= Textauszug =
####################
In der Hölle Europas

Bulgarien, hoffnungslos; Afrika, illusionslos; Indien, furchtlos. Ilija Trojanows Reportagen halten einem xenophobischen Westen den Reichtum einer vernetzten Welt entgegen.

Ilija Trojanow ist Autor-Aktivist, ein Sprachentalent und kulturelles Chamäleon. Der ehemalige Flüchtling, Expatriate und heutige Herausgeber, Dichter, Reisende, Pilger, Muslim erweitert das Berufsbild für Autoren, indem er gelebte Erfahrung mitteilt und nicht vom Schreibtisch aus reist. Das Bedürfnis nach Authentizität, jenseits medial vermittelter Bilder, ist, was seine Leser fasziniert. In unserer zerrissenen und Nach-9/11-Zeit schlägt sich der unerschrockene Autor – zumindest religiös – auf die Seite des meist undifferenziert dargebotenen Feindbilds Islam und plädiert von dort her für Verständnis. Er möchte das Verbindende der Kulturen herausstellen. So auch mit seinem Roman „Der Weltensammler“, in dem er zurück in die Geschichte reist, um über befruchtende Begegnungen zu berichten. Trojanow ist jedoch kein theoretischer Autor, der fertige Modelle des Verstehens liefert. Wo es seinen Texten an schlüssigen Gedankengebäuden mangelt, kann er als Verkörperung seiner Ambitionen einspringen. Und das muss ihm erst jemand nachmachen.

Mit dem jüngsten Buch, „Der entfesselte Globus“, begleitet man den Autor an Orte, an die man selbst nie gekommen wäre oder an denen man sich nicht verständigen hätte können, da die meisten wohl nicht, wie Trojanow, Urdu, Hindi, Persisch, Arabisch, Bulgarisch und so fort sprechen. Der geografische Bogen dieser Reportagen, vermischt mit poetischen Elementen und kurzer Prosa, reicht nämlich von Bulgarien über Afrika und Asien zurück nach Deutschland.
####################
= Datensatz =

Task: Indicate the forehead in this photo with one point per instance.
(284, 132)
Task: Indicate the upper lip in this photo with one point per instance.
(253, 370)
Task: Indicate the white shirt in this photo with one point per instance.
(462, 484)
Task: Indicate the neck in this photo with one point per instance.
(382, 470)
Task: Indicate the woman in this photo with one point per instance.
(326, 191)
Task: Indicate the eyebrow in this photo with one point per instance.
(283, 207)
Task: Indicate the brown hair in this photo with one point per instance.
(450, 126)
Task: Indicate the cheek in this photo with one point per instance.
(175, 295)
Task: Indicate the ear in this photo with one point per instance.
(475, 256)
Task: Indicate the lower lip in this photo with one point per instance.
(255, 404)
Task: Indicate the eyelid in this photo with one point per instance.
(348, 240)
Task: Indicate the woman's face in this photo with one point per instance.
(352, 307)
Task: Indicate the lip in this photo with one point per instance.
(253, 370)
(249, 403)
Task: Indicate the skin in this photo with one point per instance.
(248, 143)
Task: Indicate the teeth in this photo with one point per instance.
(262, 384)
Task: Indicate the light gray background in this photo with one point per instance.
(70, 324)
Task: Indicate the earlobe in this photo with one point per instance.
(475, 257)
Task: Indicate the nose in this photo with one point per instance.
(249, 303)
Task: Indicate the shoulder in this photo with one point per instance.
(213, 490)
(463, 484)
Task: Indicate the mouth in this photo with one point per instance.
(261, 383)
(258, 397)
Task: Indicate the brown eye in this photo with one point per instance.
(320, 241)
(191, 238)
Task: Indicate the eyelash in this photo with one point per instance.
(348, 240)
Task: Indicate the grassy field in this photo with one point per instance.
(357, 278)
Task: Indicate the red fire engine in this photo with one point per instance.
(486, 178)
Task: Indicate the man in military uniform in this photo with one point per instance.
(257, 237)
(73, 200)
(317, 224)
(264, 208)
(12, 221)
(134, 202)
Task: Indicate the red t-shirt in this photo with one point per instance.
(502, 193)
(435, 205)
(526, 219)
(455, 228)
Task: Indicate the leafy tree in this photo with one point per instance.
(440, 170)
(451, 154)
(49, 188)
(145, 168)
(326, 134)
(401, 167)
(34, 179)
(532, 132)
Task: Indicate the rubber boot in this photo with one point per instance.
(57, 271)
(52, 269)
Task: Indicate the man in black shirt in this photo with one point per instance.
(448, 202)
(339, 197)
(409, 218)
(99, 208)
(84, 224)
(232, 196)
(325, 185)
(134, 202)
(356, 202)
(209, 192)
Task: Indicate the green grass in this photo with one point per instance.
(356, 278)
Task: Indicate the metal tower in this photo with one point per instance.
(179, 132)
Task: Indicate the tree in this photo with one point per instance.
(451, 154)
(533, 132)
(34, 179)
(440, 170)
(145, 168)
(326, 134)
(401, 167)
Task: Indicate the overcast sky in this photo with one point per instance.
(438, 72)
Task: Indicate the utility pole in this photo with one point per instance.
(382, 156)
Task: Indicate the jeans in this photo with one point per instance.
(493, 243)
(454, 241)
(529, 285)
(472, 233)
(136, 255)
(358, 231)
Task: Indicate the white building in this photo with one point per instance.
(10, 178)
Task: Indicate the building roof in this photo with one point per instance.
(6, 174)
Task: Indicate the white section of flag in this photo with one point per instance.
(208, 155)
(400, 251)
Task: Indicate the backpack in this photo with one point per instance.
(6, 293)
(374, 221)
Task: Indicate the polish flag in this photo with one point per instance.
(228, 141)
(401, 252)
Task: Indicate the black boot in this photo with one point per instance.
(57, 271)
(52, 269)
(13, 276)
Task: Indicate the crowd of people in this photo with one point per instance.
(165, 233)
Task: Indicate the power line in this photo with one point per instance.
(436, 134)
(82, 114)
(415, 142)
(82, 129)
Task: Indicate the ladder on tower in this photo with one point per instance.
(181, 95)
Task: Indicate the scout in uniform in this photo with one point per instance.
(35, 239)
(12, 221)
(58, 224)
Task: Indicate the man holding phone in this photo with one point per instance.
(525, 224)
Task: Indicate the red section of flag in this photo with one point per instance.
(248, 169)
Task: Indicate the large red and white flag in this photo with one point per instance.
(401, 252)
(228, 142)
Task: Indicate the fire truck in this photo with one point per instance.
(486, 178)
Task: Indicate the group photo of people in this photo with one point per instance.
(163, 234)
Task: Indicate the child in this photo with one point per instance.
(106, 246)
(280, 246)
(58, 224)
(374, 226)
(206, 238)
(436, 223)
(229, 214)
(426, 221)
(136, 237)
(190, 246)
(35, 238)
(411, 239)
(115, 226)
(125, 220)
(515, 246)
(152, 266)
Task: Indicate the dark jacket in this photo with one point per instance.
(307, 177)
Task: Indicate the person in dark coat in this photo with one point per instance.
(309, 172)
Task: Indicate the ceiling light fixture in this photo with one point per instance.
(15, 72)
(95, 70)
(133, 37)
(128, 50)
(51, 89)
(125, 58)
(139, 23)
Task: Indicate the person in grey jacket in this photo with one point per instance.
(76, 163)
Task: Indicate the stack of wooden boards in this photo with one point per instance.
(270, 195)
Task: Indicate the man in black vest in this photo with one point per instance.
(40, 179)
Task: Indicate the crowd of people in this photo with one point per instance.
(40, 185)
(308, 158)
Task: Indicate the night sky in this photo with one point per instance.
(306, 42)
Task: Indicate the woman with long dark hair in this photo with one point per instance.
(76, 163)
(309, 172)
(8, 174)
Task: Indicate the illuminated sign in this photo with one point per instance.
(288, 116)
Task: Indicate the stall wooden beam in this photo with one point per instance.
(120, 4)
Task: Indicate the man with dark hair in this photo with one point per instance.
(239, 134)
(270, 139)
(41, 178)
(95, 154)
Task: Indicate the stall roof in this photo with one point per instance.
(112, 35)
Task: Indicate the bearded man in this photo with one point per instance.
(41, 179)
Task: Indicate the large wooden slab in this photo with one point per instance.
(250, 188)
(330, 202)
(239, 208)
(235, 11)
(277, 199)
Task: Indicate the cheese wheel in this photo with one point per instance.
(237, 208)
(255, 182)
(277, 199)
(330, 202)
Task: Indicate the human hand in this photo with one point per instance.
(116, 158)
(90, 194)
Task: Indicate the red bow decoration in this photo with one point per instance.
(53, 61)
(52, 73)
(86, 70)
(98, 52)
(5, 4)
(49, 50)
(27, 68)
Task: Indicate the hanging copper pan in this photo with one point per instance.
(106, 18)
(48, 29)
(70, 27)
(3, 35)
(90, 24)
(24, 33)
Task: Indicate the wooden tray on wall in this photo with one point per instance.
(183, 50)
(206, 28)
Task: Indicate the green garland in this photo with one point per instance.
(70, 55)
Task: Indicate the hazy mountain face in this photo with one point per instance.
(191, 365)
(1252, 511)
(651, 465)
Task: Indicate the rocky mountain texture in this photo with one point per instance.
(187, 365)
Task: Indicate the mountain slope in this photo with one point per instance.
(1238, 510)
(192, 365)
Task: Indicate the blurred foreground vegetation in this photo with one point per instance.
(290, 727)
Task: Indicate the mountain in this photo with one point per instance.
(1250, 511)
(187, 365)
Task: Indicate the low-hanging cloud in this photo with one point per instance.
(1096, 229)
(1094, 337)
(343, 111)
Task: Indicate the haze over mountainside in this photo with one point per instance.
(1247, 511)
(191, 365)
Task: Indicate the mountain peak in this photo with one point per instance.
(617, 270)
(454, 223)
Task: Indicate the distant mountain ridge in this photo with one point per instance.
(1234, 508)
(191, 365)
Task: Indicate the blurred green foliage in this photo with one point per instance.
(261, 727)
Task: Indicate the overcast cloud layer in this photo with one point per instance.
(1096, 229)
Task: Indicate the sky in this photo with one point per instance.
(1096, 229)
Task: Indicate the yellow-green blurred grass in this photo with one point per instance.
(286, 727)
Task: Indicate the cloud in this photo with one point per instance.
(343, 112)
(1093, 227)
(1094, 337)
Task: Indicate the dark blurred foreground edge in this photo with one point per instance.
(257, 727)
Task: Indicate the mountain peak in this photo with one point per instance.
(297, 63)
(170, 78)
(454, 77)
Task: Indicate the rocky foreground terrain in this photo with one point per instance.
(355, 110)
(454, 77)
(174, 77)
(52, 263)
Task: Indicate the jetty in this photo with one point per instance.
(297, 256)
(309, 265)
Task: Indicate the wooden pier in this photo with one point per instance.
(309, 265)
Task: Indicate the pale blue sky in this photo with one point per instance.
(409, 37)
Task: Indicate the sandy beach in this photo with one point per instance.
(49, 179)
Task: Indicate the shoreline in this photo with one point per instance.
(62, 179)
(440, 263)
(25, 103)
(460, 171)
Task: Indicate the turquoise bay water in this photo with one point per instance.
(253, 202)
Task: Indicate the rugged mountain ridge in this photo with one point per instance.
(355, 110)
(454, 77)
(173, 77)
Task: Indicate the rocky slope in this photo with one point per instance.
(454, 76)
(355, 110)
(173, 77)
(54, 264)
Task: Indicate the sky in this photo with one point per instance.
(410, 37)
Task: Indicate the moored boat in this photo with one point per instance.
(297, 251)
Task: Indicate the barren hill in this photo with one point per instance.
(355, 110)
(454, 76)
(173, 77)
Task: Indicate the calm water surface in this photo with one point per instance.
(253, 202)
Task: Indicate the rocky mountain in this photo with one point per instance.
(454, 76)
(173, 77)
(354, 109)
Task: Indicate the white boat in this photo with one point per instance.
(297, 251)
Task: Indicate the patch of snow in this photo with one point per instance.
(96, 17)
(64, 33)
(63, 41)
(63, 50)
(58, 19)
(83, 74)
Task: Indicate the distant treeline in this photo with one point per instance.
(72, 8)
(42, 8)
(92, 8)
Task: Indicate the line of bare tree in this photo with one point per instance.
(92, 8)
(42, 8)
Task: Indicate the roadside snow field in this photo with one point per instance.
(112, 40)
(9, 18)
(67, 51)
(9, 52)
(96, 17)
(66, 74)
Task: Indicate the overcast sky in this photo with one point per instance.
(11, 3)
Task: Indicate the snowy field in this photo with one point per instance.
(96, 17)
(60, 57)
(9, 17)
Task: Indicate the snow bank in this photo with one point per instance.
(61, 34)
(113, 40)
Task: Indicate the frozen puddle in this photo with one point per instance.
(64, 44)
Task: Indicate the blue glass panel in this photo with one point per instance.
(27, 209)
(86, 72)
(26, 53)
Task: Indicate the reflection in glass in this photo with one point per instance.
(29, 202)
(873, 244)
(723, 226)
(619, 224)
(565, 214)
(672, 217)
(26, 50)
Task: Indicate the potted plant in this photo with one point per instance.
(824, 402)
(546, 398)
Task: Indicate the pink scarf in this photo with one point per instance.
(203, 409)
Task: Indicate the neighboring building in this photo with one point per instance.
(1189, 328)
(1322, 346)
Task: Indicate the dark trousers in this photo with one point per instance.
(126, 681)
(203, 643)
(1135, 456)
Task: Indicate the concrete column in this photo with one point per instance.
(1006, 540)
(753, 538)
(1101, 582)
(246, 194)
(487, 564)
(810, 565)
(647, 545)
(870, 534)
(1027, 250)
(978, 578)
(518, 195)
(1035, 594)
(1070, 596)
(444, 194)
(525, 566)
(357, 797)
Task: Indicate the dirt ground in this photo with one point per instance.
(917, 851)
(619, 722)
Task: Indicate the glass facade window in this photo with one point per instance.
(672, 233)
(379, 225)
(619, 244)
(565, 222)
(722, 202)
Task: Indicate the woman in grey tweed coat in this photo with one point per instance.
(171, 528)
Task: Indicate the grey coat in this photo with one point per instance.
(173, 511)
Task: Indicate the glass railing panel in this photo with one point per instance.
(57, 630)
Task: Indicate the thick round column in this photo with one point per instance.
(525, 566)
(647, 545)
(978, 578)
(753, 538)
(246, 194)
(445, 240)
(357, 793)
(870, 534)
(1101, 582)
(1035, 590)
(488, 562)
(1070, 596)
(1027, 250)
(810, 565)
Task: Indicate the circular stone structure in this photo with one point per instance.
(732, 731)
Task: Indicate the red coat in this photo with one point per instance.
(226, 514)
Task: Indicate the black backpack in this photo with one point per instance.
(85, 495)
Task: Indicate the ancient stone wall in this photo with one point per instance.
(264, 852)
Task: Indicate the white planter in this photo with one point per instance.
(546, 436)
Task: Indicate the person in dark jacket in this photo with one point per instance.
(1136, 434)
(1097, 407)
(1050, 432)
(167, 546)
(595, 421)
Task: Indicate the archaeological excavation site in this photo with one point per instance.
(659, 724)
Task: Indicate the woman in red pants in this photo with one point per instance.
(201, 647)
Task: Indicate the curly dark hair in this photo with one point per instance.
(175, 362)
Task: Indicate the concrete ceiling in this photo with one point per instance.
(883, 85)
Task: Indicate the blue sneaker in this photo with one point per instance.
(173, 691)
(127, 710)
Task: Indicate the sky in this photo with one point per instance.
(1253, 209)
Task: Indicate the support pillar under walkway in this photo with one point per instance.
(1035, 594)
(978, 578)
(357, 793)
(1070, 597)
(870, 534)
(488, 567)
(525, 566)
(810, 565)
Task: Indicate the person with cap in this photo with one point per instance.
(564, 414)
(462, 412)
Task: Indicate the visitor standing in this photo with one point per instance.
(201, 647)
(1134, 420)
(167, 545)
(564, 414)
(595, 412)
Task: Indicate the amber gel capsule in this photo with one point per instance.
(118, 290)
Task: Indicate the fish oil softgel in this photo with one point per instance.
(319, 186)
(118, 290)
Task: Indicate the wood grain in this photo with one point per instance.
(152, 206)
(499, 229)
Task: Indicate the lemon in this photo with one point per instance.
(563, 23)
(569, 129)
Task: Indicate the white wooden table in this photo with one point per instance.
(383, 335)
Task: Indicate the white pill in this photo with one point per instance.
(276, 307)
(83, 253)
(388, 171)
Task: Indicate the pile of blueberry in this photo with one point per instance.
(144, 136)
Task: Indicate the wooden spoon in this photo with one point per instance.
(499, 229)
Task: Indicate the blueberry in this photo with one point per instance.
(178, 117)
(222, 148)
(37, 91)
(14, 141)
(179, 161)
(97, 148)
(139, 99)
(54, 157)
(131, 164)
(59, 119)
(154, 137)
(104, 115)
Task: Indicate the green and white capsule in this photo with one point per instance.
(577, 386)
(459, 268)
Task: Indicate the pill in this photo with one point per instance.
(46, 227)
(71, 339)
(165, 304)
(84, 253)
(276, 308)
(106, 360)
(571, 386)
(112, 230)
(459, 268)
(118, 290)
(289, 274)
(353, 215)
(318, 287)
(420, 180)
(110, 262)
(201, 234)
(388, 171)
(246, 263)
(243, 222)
####################
= Aufgaben =
A. Erkläre in ein bis drei Sätzen, wodurch Trojanow nach der Besprechung seiner Reportagen das Berufsbild für Autoren erweitert.
B. Schreibe die Besprechung von Trojanows Reportagen im Anschluss an ihren letzten Satz weiter.

= Lösungen =
A. Trojanow erweitert das Berufsbild für Autoren, indem er gelebte Erfahrung mitteilt und nicht vom Schreibtisch aus reist.

B.
In Afrika reflektiert er über Apartheid, Reste von Herrenmenschentum und Kolonialismus, über das Verhältnis von Mensch-Tier-Natur, die Sehnsucht westlicher Menschen nach einem unschuldigen Naturzustand, die den Einheimischen ihre Lebensgrundlage zerstört. In Safari-Lodges wird mit Hilfe absoluter Künstlichkeit eine Illusion unberührter Natur geschaffen. Afrikaner sind dazu überflüssig, der Kontinent ist eine Projektionsfläche für Ursprungsfantasien der zivilisationsmüden Weißen. Am Beispiel der Isländerin Björk beschreibt Trojanow, wie die reichhaltige Tradition Afrikas auch der Popmusik zum Selbstbedienungsladen wird. Die Stars schmücken sich mit „Offenheit“, kommunizieren aber mit einheimischen Musikern nie auf Augenhöhe, beuten lediglich deren kreatives Potenzial aus.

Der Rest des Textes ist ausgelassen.